→ REQUIRED TASK 1:
Print, word for word, the part of the comic story about the note on the door between "So, when you" and "Richard Dreckers Sr.", inclusive.
→ REQUIRED TASK 2:
In the comic story about the note on the door, what held the note in place on the front door?
BEGIN EXTRACTED TEXT
Flatulated on October 3, 2010.

On Tuesday this week, I regained consciousness (something I lose quite frequently, I’m sad to say) and wandered home from the town dump, where I had apparently decided to take yet another break from reality sometime last week.

Upon reaching my palatial home, I found a note stuck on the front door, tacked in place with a railroad spike. It read:

My dearest Pnårp,

You think you could “get” my grandson? You couldn’t even find your ass with two hands, a flashlight, and an electronic ass-finding device. You couldn’t even pour horse urine out of a boot if the instructions were stamped on your forehead. You couldn’t even supercargo a shipment of caramel gumdruggilies from eastern Pomerania if you had a whole team of Silesian Shipping Gnomes under your charge and care.

So, when you tell me you’re going to “get” my grandson, our town’s most renowned trained assassin, I laugh in your face louder than a yellow-tailed schtumpfenbeast mating with a kerfrumpt! I chortle at you, Phillip! Chortle with gusto and glee!

Go suck a garnering-pole, you ooga-paloogah!

Richard Dreckers Sr.

P.S.: No crudberries for you!

I stared at the letter with my two beady little eyes, my initial mild annoyance giving way to anger, then rage, and finally fury. My nostrils flared and my earlobes lit up. How dare he!? How dare Ol’ Dicko be such a… a… dick to me!? I’ll show him!
END EXTRACTED TEXT
BEGIN RECORDS SUPPLIED
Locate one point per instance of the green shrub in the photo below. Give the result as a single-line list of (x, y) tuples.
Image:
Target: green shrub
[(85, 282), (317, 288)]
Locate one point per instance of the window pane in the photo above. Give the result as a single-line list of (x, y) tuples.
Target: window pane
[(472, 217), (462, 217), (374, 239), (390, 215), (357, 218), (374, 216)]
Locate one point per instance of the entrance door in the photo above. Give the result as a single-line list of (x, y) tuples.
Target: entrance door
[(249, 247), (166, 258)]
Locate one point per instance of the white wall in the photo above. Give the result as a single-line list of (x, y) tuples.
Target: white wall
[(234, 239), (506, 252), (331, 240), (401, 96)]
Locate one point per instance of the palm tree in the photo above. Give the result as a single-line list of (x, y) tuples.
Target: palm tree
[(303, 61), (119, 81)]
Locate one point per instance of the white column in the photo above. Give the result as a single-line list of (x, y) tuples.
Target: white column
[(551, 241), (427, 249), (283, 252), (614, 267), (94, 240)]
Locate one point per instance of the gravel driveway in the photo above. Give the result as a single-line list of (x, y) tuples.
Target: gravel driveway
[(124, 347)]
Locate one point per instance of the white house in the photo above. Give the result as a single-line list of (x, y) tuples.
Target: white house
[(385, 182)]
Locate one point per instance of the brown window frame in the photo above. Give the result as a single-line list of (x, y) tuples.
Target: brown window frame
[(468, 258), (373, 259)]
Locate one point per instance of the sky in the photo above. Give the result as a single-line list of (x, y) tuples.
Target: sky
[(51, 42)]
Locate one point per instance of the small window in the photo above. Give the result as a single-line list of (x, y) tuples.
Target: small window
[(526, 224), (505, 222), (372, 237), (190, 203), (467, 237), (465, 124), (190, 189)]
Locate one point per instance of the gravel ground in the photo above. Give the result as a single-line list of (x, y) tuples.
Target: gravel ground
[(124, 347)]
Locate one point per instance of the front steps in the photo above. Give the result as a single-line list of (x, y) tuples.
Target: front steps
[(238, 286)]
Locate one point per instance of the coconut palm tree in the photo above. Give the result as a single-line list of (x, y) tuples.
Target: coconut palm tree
END RECORDS SUPPLIED
→ CORRECT RESULT 1:
So, when you tell me you’re going to “get” my grandson, our town’s most renowned trained assassin, I laugh in your face louder than a yellow-tailed schtumpfenbeast mating with a kerfrumpt! I chortle at you, Phillip! Chortle with gusto and glee!

Go suck a garnering-pole, you ooga-paloogah!

Richard Dreckers Sr.

→ CORRECT RESULT 2:
A railroad spike.